CHALLENGE -
Rewrite the stretch of the tax law article from "Additional relief from" through "end of 2006.", substituting "education credits" for "tuition credits".

QUOTED PASSAGE -
Debits & Credits
by Douglas Schultz
On May 17, 2006, President Bush signed the Tax Increase Prevention and Reconciliation Act of 2005. The title of this tax act would suggest a rather positive set of tax law changes. But as usual, when it comes to matters of taxes, the devil is in the details. Many of the tax-savings provisions are temporary and will expire either at the end of this year or in the next few years. In this article, I will discuss a few of the highlights of the new law that may be of interest to apartment building owners and other real-estate professionals.
First of all, the 15% tax rate on qualified dividends and long-term capital gains is extended for two more years. It now expires on December 31, 2010. “Long-term” in this sense means an investment held for more than one year. The good news is that if you are thinking about selling your apartment building, you now know that you can enjoy the benefit of the 15% rate for at least four more years. However, the bill doesn’t change the 25% tax rate that applies to gain resulting from depreciation deductions.
Some individual taxpayers will receive relief from the dreaded alternative minimum tax (AMT)—but only for one more year. For the year 2006, the exemption will increase to $62,550 for those who are married and filing jointly, and $42,500 for single taxpayers. These amounts were slated to drop to $45,000 and $33,750, respectively. The exemptions are phased out at the rate of 25 cents on the dollar for every dollar of AMT income in excess of $150,000 for married, filing joint taxpayers and $112,500 for single taxpayers. This relief is a one-year patch and falls short of the real AMT reform that many were hoping for. What happens to the exemption amounts after 2006 remains to be seen. If Congress had done nothing, the number of people hit by the AMT would have soared to more than 22 million for 2006, compared to about 4 million last year, according to U.S. Treasury Department estimates cited in the Wall Street Journal.
Additional relief from the AMT will come from certain nonrefundable credits that are allowed to offset the AMT for only one more year. These credits include the dependent care credit, credit for the disabled and elderly, and the tuition credits. As with the higher exemption amounts, these credits against the AMT expire at the end of 2006.
Although AMT credits expire this year, the ability to expense business assets purchased during the year has been extended through December 31, 2009. Under the expensing election, a business owner can deduct costs immediately, rather than depreciating them over several years. In 2006, a business taxpayer may expense $108,000 of qualifying property purchased during the year, provided that the total cost of assets acquired during the year does not exceed $430,000. This provision was set to expire at the end of this year. Unless this provision is extended further, the expensing ceiling for years after 2009 will revert back to $25,000. Unfortunately for apartment owners, the expensing election does not apply to property used with respect to lodging, including apartment buildings. However, it does apply to assets purchased in connection with property management, real-estate brokerage activities, hotels and motels, and most other real-estate-related businesses. Also, eligibility of off-the-shelf computer software (such as QuickBooks and Tenant Pro 7) for the expensing election is extended for two more years as well.

(Rows from a dataset)
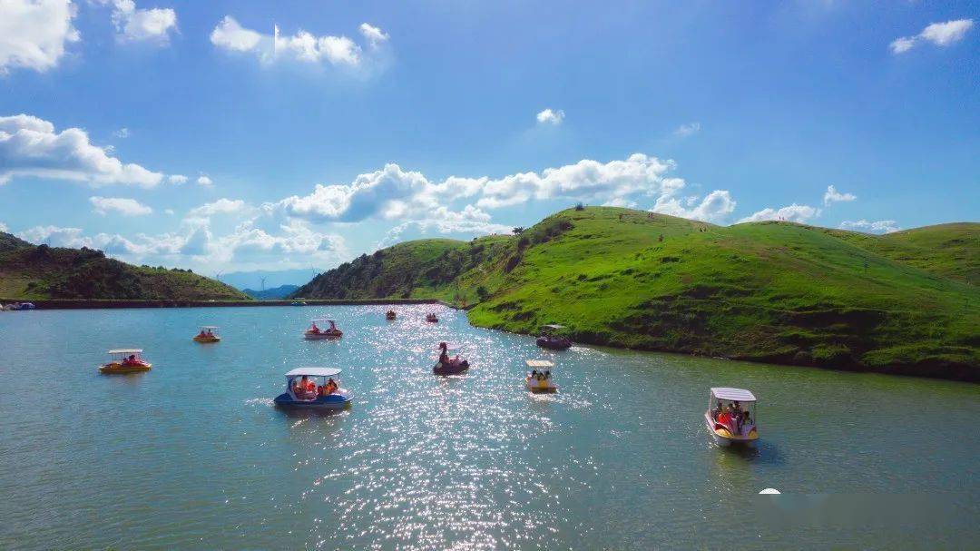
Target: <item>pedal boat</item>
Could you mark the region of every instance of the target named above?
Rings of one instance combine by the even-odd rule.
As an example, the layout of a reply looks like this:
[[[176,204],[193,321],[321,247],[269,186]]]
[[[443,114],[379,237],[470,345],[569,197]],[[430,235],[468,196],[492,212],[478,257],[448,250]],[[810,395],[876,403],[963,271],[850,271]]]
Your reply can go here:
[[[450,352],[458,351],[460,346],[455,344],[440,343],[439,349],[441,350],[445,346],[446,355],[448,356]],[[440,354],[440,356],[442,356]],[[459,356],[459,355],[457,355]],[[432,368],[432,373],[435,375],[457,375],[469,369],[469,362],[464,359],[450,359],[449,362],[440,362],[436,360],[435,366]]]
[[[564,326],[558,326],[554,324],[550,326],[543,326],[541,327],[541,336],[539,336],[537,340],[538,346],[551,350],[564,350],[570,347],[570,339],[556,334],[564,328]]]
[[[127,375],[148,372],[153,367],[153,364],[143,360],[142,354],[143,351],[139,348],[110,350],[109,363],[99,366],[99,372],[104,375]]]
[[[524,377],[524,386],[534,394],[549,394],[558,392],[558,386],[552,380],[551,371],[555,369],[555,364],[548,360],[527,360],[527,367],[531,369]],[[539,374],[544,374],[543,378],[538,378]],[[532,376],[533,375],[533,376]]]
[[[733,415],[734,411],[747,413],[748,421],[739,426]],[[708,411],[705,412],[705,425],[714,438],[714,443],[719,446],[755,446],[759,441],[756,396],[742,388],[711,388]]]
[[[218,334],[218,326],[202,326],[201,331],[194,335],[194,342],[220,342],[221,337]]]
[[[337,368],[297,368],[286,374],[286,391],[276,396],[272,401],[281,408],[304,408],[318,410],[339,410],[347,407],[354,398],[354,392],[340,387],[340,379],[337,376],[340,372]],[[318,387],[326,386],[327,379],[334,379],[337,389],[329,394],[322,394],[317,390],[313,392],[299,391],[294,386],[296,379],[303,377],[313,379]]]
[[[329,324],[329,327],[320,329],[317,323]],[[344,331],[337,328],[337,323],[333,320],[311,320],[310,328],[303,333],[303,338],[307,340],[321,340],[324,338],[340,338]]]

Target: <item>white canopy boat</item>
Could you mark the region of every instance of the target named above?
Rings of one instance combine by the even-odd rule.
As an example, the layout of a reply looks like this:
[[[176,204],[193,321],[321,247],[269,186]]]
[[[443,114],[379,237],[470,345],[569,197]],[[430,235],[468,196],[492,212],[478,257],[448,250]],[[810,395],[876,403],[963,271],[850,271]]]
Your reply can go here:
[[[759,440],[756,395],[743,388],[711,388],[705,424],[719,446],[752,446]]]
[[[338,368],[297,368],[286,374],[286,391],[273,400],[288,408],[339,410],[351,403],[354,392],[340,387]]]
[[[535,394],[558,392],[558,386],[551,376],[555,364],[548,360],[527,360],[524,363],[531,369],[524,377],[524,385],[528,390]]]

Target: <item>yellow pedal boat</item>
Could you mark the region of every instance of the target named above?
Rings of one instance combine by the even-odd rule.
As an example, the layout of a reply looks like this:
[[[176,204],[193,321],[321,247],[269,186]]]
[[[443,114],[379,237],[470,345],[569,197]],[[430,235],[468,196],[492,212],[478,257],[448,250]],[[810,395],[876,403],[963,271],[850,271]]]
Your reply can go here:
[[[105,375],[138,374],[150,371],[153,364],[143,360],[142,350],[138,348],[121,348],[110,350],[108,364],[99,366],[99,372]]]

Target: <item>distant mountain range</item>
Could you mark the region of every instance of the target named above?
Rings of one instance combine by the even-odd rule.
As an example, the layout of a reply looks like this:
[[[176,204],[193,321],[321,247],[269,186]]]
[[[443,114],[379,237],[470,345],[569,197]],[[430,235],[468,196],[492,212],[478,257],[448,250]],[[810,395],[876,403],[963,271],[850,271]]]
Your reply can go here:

FULL OUTPUT -
Additional relief from the AMT will come from certain nonrefundable credits that are allowed to offset the AMT for only one more year. These credits include the dependent care credit, credit for the disabled and elderly, and the education credits. As with the higher exemption amounts, these credits against the AMT expire at the end of 2006.